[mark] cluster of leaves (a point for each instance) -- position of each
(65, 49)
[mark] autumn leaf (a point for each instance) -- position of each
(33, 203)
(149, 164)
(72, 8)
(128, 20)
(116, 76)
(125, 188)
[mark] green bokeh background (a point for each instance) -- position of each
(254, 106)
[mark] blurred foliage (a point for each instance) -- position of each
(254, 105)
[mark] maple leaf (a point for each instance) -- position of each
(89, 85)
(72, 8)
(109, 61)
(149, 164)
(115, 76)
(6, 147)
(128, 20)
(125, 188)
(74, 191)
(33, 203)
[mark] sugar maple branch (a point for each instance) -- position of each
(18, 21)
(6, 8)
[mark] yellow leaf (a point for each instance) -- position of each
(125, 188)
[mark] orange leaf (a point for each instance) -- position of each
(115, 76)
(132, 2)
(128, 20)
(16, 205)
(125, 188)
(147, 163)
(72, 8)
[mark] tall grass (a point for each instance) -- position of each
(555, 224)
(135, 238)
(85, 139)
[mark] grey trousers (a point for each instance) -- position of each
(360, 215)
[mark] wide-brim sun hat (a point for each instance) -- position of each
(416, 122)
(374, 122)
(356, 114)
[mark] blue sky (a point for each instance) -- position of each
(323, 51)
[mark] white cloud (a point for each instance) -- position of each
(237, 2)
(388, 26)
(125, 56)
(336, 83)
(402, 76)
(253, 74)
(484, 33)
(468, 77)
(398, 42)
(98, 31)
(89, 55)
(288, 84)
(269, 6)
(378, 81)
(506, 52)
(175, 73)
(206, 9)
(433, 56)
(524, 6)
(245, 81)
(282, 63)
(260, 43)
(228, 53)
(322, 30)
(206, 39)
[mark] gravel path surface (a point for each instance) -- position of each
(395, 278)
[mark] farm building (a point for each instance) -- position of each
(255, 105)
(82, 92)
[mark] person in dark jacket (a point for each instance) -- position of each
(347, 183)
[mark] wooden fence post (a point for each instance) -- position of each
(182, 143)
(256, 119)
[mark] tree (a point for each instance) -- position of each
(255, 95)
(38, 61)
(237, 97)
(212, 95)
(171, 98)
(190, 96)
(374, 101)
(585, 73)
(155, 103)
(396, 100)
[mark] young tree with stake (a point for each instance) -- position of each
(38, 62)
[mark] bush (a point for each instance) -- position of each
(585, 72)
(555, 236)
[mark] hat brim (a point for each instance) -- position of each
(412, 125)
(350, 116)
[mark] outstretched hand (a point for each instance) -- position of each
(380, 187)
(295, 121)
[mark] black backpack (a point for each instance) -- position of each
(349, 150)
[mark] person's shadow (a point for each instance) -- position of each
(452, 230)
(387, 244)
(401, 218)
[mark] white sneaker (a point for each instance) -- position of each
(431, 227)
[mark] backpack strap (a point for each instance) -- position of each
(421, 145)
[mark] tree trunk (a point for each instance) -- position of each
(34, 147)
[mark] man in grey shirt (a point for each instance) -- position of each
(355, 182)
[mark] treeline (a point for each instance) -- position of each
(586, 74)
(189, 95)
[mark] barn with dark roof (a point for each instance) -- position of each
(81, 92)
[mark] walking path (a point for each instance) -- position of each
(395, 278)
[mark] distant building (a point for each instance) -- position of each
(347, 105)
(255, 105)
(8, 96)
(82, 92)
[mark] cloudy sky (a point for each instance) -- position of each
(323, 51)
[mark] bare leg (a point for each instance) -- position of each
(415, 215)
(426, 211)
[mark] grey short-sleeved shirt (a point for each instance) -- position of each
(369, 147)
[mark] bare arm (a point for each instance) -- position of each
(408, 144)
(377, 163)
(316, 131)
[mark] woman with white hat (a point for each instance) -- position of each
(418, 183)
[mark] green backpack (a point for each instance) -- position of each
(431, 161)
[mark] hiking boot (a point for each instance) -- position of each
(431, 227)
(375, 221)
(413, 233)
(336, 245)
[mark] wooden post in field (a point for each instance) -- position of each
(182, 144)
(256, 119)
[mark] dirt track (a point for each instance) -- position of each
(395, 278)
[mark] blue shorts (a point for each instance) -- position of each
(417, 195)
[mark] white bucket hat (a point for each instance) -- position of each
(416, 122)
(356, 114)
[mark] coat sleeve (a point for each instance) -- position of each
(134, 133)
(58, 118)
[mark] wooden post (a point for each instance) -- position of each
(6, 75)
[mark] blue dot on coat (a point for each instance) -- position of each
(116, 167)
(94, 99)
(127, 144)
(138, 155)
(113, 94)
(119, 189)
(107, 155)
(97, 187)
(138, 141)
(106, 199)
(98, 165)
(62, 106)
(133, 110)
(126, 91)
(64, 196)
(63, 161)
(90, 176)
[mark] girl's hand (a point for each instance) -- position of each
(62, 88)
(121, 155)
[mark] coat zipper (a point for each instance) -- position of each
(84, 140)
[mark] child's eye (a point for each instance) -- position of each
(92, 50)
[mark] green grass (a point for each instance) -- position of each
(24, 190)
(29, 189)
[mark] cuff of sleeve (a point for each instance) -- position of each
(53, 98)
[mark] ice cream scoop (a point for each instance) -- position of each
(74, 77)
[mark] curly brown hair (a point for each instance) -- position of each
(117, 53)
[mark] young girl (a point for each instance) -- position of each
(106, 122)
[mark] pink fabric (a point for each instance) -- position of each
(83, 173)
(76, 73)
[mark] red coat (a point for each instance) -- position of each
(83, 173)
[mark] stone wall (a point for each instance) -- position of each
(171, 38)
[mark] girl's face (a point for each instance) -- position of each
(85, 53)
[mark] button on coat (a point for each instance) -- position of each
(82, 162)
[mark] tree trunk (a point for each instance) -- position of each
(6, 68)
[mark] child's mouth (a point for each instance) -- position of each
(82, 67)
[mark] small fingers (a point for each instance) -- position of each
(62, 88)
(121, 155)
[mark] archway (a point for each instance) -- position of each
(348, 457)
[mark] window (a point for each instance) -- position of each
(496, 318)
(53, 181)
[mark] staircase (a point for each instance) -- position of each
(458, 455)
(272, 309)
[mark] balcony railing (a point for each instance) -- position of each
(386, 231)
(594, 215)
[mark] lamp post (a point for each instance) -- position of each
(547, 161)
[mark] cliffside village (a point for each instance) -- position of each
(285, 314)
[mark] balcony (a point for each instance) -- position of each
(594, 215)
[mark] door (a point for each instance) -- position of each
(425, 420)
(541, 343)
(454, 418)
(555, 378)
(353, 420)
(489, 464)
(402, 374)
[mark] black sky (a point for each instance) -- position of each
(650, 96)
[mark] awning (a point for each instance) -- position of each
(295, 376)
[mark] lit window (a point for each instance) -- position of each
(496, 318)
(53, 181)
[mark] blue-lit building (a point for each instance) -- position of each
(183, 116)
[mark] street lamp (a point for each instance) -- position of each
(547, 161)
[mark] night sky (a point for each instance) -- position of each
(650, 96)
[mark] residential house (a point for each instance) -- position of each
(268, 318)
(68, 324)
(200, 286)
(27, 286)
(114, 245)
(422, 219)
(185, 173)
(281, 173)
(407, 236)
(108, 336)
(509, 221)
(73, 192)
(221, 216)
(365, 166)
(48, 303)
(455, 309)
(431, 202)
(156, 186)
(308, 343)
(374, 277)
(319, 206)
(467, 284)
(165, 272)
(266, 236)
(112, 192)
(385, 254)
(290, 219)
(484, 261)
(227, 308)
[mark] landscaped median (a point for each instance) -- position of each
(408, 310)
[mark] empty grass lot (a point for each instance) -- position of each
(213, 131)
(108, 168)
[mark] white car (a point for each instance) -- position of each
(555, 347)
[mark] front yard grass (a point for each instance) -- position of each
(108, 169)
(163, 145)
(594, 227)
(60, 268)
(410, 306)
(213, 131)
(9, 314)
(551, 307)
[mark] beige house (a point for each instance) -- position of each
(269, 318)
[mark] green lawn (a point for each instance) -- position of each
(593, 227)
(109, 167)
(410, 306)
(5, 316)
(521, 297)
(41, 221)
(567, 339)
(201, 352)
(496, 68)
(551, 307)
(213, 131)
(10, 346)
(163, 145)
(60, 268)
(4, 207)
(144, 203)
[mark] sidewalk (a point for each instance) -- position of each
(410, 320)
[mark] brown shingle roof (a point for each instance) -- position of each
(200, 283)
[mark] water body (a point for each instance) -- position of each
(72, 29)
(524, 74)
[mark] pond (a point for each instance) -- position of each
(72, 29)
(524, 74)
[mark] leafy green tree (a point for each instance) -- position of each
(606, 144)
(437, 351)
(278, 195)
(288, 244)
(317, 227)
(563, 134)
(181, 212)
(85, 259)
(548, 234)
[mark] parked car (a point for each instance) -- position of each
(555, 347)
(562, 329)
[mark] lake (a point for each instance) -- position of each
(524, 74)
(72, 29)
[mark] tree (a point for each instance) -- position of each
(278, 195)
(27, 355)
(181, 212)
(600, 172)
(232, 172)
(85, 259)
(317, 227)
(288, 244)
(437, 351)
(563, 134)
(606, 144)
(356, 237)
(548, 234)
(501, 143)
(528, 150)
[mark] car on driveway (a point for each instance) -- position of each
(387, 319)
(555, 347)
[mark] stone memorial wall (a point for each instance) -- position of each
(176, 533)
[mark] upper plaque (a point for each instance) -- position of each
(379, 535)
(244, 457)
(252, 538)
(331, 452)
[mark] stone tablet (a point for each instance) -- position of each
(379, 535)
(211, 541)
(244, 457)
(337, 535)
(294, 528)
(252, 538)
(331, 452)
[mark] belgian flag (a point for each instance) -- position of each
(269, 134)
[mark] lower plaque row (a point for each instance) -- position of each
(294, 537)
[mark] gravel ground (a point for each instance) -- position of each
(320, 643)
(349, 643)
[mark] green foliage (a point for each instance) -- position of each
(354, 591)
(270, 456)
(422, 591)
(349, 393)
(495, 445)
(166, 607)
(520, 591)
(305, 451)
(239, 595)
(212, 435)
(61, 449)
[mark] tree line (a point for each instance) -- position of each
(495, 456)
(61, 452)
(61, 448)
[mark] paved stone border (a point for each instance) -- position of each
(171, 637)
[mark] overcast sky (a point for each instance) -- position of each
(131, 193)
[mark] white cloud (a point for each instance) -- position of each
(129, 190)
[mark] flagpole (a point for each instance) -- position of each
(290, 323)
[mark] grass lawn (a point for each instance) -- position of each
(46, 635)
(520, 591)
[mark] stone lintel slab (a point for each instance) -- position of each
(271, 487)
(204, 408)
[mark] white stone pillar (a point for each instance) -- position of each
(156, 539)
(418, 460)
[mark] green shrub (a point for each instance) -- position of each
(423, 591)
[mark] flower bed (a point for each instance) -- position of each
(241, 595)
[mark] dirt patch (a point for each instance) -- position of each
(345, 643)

************

From the line holding "[mark] paved stone" through the last line above, reproduce each line exactly and add nothing.

[mark] paved stone border (a point for each instance) -- position of each
(171, 637)
[mark] overcast sky (a point for each instance) -- position of each
(131, 193)
[mark] white cloud (a point for each instance) -- position of each
(129, 190)
[mark] flagpole (a point for each instance) -- position of each
(290, 323)
[mark] grass lawn (a point for each instance) -- position of each
(46, 635)
(520, 591)
[mark] stone lintel slab (a point for each instance) -- position of each
(271, 487)
(204, 408)
[mark] white stone pillar (a point for each instance) -- position of each
(156, 539)
(418, 460)
[mark] green shrub (a point for each instance) -- position of each
(423, 591)
[mark] flower bed (a point for each instance) -- position of each
(241, 595)
[mark] dirt patch (a point for each instance) -- position of each
(345, 643)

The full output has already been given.